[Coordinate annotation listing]
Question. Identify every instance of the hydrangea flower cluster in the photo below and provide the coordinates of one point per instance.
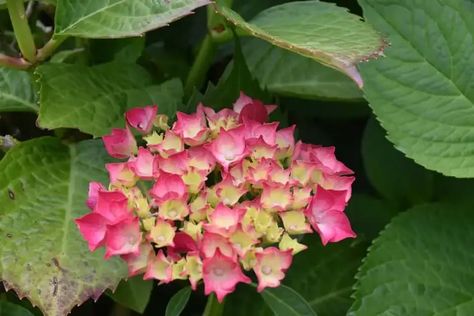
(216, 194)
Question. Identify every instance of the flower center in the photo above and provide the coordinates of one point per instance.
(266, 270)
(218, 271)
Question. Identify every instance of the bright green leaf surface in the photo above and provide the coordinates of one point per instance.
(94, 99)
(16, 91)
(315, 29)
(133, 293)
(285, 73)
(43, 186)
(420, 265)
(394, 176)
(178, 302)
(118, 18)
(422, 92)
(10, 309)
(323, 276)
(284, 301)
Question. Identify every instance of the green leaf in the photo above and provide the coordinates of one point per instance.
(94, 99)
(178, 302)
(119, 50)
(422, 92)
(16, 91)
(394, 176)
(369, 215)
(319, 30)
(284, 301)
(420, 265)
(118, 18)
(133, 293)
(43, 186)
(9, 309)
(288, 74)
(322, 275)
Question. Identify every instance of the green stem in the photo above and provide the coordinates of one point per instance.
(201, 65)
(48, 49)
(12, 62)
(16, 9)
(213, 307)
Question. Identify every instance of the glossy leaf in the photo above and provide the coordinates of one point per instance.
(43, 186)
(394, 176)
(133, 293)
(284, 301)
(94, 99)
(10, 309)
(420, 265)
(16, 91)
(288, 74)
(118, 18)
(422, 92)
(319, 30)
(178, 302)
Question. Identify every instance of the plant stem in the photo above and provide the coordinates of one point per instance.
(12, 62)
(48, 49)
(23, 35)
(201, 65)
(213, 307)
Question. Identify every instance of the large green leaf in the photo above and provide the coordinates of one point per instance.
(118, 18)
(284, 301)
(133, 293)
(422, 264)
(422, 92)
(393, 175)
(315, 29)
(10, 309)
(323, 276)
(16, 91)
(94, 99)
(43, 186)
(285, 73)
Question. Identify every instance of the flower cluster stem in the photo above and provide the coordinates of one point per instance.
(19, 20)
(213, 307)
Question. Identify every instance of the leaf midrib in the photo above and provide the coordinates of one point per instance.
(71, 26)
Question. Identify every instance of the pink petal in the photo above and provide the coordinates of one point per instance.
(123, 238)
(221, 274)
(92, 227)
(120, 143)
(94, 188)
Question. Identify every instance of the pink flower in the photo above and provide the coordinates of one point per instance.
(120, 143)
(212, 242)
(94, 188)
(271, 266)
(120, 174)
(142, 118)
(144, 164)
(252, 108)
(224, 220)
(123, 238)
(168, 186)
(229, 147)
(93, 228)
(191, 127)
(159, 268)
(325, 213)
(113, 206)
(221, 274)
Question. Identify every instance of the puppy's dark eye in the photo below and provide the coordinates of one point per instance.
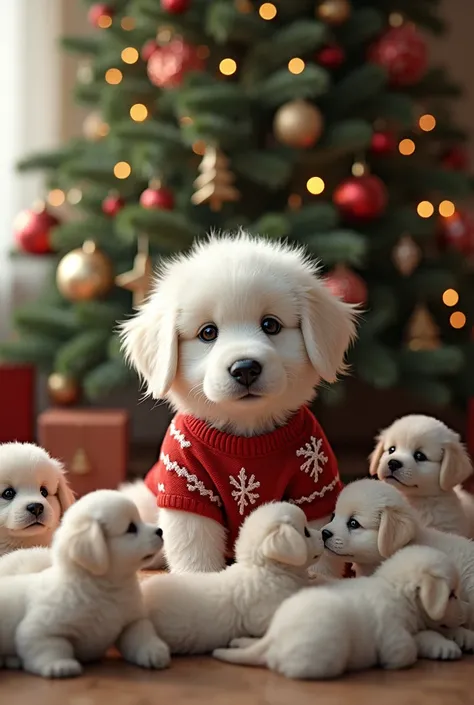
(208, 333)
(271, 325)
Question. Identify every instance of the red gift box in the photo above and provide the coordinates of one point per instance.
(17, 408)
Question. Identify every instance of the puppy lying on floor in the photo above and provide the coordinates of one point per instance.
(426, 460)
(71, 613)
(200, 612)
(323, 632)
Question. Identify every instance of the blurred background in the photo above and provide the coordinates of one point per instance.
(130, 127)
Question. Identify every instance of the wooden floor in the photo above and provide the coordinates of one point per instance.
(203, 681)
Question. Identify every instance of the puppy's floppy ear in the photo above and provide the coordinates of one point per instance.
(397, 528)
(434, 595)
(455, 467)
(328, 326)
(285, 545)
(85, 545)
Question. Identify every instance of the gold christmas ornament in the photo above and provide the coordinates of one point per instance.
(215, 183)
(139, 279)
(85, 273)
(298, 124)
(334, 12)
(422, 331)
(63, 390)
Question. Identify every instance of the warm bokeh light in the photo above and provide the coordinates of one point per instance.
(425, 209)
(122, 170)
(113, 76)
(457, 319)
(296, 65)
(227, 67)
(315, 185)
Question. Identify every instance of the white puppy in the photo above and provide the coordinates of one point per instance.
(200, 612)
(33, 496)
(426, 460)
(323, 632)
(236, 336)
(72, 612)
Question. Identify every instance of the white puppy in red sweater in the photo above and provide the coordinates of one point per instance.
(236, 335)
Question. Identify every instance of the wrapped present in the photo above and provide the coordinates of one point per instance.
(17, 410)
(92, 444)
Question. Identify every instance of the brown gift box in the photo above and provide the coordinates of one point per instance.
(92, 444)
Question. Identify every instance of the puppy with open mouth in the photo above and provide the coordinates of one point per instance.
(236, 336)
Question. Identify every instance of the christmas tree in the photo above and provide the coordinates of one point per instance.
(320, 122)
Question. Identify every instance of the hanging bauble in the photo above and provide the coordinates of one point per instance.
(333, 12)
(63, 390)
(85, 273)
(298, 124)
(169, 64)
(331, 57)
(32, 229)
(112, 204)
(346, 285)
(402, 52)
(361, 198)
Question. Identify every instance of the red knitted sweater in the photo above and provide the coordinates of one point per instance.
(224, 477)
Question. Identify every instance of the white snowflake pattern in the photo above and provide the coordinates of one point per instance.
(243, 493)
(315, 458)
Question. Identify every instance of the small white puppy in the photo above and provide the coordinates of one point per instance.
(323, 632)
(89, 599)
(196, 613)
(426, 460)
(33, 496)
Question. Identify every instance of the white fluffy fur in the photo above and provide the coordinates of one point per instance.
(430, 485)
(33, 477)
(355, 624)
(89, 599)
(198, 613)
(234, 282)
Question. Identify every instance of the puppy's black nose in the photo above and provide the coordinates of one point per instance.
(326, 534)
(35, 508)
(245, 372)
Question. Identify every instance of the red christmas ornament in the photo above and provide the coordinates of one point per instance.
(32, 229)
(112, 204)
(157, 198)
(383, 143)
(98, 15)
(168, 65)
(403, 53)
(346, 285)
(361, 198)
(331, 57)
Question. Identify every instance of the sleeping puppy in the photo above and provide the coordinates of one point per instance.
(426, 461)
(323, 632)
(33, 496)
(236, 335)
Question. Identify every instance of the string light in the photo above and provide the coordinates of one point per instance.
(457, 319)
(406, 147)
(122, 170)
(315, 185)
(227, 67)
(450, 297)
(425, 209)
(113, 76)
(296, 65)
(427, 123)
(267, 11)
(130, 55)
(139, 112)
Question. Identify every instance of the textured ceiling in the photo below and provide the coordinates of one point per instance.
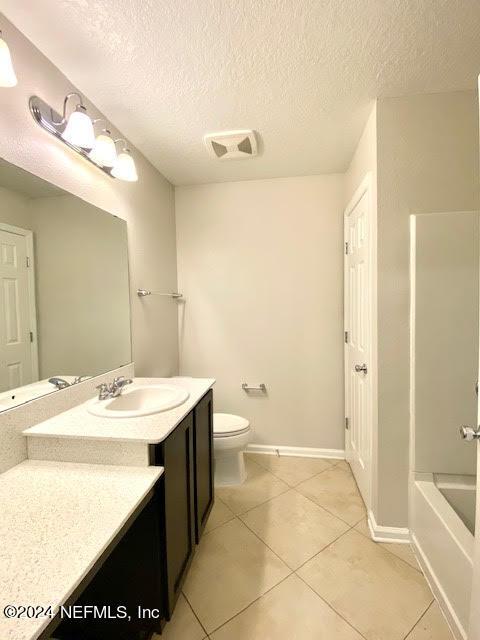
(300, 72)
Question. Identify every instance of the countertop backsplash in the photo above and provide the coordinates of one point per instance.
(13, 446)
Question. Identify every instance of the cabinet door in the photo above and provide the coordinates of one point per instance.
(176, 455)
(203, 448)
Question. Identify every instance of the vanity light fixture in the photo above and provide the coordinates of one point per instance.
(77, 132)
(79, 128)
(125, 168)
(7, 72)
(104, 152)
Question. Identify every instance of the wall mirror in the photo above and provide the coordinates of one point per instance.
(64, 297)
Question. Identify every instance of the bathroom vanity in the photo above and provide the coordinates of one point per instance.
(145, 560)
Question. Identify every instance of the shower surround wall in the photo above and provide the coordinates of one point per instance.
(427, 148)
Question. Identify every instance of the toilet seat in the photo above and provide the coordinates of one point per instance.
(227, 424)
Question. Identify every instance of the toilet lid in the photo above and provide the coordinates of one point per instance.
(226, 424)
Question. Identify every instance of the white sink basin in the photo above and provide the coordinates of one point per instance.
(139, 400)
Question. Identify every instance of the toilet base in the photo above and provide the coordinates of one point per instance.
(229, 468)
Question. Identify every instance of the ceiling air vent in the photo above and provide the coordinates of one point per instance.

* * *

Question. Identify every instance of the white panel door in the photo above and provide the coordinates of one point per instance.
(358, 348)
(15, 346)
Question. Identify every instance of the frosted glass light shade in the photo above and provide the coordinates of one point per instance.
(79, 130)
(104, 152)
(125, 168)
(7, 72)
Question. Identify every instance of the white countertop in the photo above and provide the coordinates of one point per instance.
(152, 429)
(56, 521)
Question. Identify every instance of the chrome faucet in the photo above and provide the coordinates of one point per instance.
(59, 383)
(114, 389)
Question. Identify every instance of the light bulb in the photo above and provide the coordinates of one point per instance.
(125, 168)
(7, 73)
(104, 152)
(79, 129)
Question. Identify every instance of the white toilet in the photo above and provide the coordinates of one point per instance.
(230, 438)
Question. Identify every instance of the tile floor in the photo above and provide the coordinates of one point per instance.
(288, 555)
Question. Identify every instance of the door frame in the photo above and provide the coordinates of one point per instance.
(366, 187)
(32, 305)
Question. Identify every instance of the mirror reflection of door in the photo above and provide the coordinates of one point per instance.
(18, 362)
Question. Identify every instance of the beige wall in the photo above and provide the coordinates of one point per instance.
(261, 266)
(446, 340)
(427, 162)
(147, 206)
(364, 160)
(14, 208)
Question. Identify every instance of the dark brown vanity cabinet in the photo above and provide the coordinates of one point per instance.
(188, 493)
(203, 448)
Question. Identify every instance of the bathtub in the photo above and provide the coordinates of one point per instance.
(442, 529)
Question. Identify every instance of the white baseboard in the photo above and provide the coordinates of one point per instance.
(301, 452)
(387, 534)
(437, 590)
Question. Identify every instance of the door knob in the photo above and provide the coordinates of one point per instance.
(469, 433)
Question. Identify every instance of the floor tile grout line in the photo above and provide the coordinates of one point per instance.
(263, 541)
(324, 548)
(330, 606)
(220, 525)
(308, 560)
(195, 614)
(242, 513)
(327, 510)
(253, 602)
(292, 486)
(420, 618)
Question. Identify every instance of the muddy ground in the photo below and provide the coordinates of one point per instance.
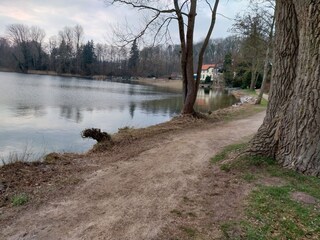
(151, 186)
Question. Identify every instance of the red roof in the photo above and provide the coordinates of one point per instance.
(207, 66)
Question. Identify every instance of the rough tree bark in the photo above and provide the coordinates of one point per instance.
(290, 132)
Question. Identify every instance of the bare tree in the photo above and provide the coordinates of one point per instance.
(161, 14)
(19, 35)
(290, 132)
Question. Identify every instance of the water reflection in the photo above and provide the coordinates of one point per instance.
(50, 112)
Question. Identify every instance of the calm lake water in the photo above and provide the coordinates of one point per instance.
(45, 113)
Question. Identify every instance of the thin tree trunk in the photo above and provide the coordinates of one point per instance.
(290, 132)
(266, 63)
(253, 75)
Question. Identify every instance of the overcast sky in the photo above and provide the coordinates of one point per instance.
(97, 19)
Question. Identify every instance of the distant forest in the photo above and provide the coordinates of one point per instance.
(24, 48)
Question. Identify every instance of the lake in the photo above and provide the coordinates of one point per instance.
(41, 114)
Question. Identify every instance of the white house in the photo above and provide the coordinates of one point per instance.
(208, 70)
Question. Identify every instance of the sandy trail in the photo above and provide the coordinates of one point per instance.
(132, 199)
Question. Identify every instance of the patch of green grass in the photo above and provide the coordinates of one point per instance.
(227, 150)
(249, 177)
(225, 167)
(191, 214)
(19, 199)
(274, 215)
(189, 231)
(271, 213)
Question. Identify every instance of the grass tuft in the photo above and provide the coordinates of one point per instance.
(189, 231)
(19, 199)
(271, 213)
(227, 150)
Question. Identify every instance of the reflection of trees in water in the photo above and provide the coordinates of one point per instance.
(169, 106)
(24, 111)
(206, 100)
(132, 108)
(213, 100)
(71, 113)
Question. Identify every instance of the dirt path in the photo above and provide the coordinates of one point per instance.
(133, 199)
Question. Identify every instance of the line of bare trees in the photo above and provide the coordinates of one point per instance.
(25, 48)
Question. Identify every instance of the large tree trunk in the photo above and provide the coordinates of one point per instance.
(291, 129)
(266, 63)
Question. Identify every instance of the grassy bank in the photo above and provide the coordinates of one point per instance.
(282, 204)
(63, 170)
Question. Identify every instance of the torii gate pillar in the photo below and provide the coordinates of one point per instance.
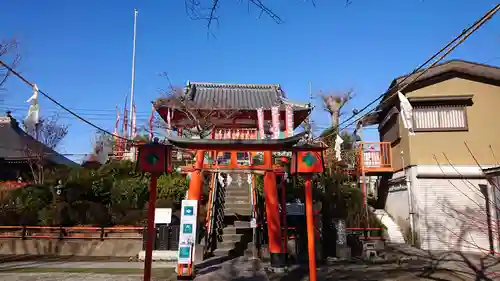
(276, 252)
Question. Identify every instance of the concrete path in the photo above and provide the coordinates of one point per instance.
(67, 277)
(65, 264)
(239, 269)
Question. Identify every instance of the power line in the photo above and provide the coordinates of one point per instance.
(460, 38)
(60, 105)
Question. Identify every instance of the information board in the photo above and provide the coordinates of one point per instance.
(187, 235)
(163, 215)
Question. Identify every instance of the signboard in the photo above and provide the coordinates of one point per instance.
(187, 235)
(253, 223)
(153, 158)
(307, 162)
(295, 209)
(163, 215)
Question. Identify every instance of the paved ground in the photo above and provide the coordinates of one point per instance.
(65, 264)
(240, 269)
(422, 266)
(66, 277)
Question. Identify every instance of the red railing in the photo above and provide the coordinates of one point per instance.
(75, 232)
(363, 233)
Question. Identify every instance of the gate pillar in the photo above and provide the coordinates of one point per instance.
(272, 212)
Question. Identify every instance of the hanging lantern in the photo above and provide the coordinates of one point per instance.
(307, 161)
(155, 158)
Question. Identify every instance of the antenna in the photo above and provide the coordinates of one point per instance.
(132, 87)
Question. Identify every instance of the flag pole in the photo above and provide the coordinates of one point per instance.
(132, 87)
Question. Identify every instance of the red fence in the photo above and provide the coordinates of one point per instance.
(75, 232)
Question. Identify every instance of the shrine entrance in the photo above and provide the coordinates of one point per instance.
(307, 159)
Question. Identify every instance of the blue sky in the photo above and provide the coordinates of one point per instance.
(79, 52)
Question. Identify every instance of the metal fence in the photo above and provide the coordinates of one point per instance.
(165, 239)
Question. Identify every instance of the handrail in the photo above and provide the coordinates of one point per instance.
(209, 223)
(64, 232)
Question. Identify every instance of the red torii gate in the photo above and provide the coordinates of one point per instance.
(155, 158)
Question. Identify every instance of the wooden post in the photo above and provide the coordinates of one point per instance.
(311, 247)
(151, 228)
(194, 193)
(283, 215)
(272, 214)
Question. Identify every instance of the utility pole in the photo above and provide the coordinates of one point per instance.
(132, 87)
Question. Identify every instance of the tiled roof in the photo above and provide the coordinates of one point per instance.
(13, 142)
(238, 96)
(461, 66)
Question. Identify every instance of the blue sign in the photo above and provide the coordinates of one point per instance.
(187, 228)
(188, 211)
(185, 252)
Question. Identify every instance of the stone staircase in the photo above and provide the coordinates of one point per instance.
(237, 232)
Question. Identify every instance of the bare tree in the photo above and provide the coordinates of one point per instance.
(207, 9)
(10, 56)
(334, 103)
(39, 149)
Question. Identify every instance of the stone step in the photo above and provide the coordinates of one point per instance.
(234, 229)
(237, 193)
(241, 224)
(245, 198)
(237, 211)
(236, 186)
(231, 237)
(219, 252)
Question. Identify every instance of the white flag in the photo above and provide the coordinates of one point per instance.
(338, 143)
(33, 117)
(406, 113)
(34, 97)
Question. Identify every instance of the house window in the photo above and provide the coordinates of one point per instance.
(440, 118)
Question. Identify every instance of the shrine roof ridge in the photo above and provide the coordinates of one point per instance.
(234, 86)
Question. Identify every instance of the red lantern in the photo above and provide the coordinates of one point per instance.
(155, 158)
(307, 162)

* * *

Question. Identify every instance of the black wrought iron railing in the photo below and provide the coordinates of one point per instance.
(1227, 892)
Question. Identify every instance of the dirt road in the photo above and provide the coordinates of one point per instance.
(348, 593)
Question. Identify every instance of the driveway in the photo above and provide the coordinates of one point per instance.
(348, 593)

> _Task to complete_
Show each line of the listing above that contains the string "hanging". Treat uppercase and lowercase letters as different.

> _Expected answer_
Question. Identify every instance of the hanging bauble in the photo above and provide the coordinates of one point per instance.
Question. Identify every instance of the hanging lantern in the photo above and provide the coordinates of one point per instance.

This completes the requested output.